● **TEXTO DE ESTUDIO**:
⟨

Recuerdo ir a la peluquería como un acto placentero, sobre todo cuando tenías que pedir la vez y esperar leyendo el periódico o las revistas de actualidad semanal, como Tiempo o Interviú. A veces, si tenías suerte, oías la música que te gustaba, como aquella vez en D-Mode que sonaba una maravillosa selección de oldies que incluía algunos de mis grupos favoritos, como Marvelettes, Ronettes o Supremes. Las conversaciones de hombres mayores, a veces -solo a veces- también se me hacían interesantes. Pero eso, poco a poco, fue yéndose inexplicablemente al garete. Ni revistas, ni música guapa ni conversaciones a las que prestar atención. Y lo peor de todo: las peluquerías fueron asumiendo las dinámicas de las clínicas dentales, sin cita previa nada podías hacer. Y en mi caso, no sé vosotros, no puedo anticipar cuándo voy a necesitar un peluquero. Un día me levanto con un pelo pisándome la oreja, y de ese día no puede pasar.
En ese periodo de desencanto, sin saber ya a qué peluquería acudir sin previo aviso, llegó la maldita pandemia y sus múltiples restricciones. ¿Y ahora qué hago yo con estos pelos, si necesito pelarme una vez al mes? Solo me quedaba una solución: comprarme una máquina cortapelos y asumir el riesgo. Total, «burro trasquilao, a los tres días emparejao« he escuchado siempre. Si metía la pata, encerrado en casa nadie se iba a enterar. Le eché valor y este fue el resultado de mi primer autopelado.

⟩

● **EXTRACTO DE DATOS**:
⟨

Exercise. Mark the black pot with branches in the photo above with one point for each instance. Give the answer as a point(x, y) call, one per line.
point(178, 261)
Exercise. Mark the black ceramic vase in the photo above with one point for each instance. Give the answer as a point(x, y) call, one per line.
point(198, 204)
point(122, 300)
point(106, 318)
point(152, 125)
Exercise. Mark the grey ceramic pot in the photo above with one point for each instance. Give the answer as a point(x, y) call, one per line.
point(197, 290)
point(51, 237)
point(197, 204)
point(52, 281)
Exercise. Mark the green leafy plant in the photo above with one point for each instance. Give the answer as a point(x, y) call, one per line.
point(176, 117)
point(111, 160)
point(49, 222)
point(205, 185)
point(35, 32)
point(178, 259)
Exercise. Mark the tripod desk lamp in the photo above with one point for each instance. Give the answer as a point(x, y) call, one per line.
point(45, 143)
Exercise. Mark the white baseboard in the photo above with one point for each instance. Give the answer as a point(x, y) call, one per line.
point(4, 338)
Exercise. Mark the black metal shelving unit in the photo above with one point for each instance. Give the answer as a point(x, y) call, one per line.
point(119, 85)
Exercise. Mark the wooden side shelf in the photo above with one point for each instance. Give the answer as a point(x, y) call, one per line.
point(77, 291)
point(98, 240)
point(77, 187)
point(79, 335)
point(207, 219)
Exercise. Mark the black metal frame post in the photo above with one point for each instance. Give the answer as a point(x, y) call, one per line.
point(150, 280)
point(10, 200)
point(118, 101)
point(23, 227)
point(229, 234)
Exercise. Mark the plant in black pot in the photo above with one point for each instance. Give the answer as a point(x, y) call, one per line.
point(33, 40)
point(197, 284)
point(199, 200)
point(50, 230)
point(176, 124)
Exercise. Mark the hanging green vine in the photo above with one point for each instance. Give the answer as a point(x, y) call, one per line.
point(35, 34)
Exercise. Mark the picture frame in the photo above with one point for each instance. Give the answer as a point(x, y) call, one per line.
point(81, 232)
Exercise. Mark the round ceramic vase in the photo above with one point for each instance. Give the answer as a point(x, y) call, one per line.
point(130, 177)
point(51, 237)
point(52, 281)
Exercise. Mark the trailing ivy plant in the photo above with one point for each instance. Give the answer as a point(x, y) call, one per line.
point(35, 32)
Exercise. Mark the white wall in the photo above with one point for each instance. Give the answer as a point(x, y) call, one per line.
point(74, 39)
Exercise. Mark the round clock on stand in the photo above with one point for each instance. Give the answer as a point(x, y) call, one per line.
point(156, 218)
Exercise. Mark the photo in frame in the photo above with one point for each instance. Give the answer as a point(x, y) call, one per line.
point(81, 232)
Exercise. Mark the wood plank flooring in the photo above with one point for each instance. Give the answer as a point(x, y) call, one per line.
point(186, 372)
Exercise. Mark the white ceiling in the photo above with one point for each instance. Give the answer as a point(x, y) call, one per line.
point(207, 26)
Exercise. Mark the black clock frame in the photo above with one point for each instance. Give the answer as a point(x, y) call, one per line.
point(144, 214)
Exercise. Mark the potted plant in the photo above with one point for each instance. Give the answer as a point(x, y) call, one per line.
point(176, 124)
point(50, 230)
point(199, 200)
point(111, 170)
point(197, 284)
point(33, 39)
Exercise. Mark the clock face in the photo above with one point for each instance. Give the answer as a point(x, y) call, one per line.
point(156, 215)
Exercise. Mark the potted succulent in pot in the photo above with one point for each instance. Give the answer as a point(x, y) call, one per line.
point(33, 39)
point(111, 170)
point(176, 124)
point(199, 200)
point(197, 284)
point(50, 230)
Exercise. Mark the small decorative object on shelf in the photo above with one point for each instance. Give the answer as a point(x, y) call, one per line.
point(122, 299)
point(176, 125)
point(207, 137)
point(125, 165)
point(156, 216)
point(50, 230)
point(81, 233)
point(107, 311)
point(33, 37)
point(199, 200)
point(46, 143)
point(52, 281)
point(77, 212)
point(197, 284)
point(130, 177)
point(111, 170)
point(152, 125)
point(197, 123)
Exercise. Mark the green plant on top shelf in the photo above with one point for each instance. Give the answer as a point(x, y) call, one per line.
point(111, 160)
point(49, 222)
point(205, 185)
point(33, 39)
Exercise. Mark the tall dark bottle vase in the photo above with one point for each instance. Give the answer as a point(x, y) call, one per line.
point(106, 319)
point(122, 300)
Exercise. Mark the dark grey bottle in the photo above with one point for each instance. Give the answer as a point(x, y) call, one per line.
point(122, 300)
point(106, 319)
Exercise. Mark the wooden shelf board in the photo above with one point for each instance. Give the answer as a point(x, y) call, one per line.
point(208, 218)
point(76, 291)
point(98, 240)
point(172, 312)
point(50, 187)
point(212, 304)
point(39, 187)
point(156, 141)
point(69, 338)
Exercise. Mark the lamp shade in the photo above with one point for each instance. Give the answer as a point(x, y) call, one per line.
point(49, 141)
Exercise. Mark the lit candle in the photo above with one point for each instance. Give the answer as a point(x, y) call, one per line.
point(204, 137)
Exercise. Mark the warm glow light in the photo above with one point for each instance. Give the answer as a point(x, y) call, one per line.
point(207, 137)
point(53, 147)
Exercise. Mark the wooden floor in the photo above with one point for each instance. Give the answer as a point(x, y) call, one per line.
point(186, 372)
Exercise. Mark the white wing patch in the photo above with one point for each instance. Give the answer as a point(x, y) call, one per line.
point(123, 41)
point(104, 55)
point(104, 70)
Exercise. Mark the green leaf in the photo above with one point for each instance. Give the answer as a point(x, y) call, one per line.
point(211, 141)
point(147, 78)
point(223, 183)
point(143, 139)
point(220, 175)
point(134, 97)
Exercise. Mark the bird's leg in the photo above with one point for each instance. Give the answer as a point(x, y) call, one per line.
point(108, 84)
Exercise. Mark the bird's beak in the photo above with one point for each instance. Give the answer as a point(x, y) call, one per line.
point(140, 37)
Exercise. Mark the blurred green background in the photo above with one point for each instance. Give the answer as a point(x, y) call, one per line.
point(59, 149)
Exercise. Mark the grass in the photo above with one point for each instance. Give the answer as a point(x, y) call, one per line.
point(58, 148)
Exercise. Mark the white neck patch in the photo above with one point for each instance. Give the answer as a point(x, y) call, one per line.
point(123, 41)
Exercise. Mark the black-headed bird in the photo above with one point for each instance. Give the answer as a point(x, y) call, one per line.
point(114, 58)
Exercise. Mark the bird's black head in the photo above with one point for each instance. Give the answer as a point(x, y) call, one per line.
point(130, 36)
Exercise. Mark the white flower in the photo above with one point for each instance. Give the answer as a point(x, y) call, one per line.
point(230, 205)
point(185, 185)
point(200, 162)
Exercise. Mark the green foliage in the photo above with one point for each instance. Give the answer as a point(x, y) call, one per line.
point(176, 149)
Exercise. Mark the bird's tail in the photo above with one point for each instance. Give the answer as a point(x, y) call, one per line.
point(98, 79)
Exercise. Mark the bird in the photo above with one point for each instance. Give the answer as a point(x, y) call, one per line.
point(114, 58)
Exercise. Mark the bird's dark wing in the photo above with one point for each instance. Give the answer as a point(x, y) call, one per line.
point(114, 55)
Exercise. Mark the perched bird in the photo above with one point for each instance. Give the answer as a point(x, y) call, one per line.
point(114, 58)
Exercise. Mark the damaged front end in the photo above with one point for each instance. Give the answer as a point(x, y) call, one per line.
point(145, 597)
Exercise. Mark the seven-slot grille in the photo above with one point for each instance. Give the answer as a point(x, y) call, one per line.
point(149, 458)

⟩

● **TAREA**:
Indica, por favor, si cada afirmación concuerda con el texto sobre las peluquerías, y responde sí o no citando literalmente las palabras del texto que lo deciden.
1. En las peluquerías llegó a no poder hacerse nada sin cita previa.
2. En D-Mode sonaba una selección de jazz.
3. Con la pandemia, la única solución que quedaba era comprar una máquina cortapelos.

● **RESPUESTA**:
1. Sí: «sin cita previa nada podías hacer».
2. No: «sonaba una maravillosa selección de oldies».
3. Sí: «Solo me quedaba una solución: comprarme una máquina cortapelos y asumir el riesgo».